TASK DETAILS:
Please rewrite the listing below, changing every "positive clicks" to "foreground clicks" and keeping everything else unchanged.

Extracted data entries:
Segment Open

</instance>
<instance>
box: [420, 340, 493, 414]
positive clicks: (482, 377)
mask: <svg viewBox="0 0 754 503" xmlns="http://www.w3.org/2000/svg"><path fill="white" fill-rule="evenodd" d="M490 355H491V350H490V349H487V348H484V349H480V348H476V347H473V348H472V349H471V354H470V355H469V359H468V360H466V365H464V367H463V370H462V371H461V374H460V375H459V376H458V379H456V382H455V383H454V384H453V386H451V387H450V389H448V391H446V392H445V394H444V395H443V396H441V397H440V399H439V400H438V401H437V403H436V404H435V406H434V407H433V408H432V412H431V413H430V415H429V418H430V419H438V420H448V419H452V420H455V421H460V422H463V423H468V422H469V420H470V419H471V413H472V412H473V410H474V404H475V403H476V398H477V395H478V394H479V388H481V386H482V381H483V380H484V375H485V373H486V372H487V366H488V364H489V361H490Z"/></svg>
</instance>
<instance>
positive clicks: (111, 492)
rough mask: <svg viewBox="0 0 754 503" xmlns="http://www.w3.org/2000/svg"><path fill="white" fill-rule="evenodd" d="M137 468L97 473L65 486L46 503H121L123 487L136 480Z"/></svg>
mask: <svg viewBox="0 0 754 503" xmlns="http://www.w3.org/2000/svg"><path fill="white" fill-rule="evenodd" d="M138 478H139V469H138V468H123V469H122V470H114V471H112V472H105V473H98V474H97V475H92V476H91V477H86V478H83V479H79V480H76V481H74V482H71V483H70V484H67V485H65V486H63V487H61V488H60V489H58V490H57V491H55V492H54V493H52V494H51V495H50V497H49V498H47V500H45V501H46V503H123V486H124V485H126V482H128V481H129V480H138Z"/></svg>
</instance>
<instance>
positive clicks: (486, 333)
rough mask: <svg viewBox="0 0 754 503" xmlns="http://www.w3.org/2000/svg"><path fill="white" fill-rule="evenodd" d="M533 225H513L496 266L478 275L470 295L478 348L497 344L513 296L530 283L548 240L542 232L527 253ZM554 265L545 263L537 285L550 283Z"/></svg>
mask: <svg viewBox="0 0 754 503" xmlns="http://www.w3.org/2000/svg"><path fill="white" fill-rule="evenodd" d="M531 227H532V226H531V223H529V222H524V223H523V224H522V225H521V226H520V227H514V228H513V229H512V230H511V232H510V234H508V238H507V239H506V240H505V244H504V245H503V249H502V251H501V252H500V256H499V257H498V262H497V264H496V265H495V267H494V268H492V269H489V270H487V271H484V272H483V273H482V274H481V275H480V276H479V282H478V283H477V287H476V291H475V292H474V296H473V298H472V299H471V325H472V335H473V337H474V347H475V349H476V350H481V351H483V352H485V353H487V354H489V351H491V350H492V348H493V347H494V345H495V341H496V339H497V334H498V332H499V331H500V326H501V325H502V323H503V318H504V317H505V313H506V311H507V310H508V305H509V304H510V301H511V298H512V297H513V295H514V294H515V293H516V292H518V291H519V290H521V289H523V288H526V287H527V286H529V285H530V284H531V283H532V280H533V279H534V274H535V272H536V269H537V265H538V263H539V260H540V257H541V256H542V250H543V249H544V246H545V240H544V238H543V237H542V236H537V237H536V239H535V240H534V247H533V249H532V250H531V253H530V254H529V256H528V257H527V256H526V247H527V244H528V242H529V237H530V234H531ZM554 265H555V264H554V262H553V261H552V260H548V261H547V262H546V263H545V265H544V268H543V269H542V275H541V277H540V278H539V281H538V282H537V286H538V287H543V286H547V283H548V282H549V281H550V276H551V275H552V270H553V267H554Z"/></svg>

Segment Closed

EXERCISE RESULT:
</instance>
<instance>
box: [420, 340, 493, 414]
foreground clicks: (482, 377)
mask: <svg viewBox="0 0 754 503" xmlns="http://www.w3.org/2000/svg"><path fill="white" fill-rule="evenodd" d="M490 355H491V350H490V349H487V348H484V349H480V348H476V347H473V348H472V349H471V354H470V355H469V359H468V360H466V365H464V367H463V370H462V371H461V374H460V375H459V376H458V379H456V382H455V383H454V384H453V386H451V387H450V389H448V391H446V392H445V394H444V395H443V396H441V397H440V399H439V400H438V401H437V403H436V404H435V406H434V407H433V408H432V412H431V413H430V415H429V418H430V419H438V420H448V419H452V420H455V421H460V422H463V423H468V422H469V420H470V419H471V413H472V412H473V410H474V404H475V403H476V398H477V395H478V394H479V388H481V386H482V381H483V380H484V375H485V373H486V372H487V366H488V364H489V361H490Z"/></svg>
</instance>
<instance>
foreground clicks: (111, 492)
rough mask: <svg viewBox="0 0 754 503" xmlns="http://www.w3.org/2000/svg"><path fill="white" fill-rule="evenodd" d="M137 468L97 473L65 486L46 503H121L123 487L136 480Z"/></svg>
mask: <svg viewBox="0 0 754 503" xmlns="http://www.w3.org/2000/svg"><path fill="white" fill-rule="evenodd" d="M138 478H139V469H138V468H123V469H122V470H114V471H112V472H105V473H98V474H97V475H92V476H91V477H86V478H83V479H79V480H76V481H74V482H71V483H70V484H67V485H65V486H63V487H61V488H60V489H58V490H57V491H55V492H54V493H52V494H51V495H50V497H49V498H47V500H45V501H46V503H123V486H124V485H126V482H128V481H129V480H138Z"/></svg>
</instance>
<instance>
foreground clicks: (486, 333)
rough mask: <svg viewBox="0 0 754 503" xmlns="http://www.w3.org/2000/svg"><path fill="white" fill-rule="evenodd" d="M533 225H513L496 266L478 275L470 295L478 348L497 344L513 296L530 283L548 240L542 232L527 253ZM554 265L545 263L537 285L550 283Z"/></svg>
mask: <svg viewBox="0 0 754 503" xmlns="http://www.w3.org/2000/svg"><path fill="white" fill-rule="evenodd" d="M531 227H532V226H531V223H529V222H524V223H523V224H522V225H521V226H520V227H514V228H513V229H512V230H511V232H510V234H508V238H507V239H506V240H505V244H504V245H503V249H502V251H501V252H500V256H499V257H498V262H497V264H496V265H495V267H494V268H492V269H489V270H487V271H484V272H483V273H482V274H481V275H480V276H479V282H478V283H477V287H476V291H475V292H474V296H473V298H472V299H471V325H472V335H473V337H474V347H475V349H476V350H481V351H483V352H485V353H487V354H489V351H491V350H492V348H493V347H494V345H495V341H496V339H497V334H498V332H499V331H500V326H501V325H502V323H503V318H504V317H505V313H506V311H507V310H508V305H509V304H510V301H511V298H512V297H513V295H514V294H515V293H516V292H518V291H519V290H521V289H523V288H526V287H527V286H529V285H530V284H531V283H532V280H533V279H534V274H535V272H536V269H537V265H538V263H539V260H540V257H541V256H542V250H543V249H544V246H545V240H544V238H543V237H542V236H537V237H536V239H535V240H534V247H533V249H532V250H531V253H530V254H529V256H528V257H527V256H526V247H527V244H528V242H529V237H530V234H531ZM554 265H555V264H554V262H553V261H552V260H548V261H547V262H546V263H545V265H544V268H543V269H542V275H541V277H540V278H539V281H538V282H537V286H538V287H543V286H547V283H548V282H549V281H550V276H551V275H552V270H553V267H554Z"/></svg>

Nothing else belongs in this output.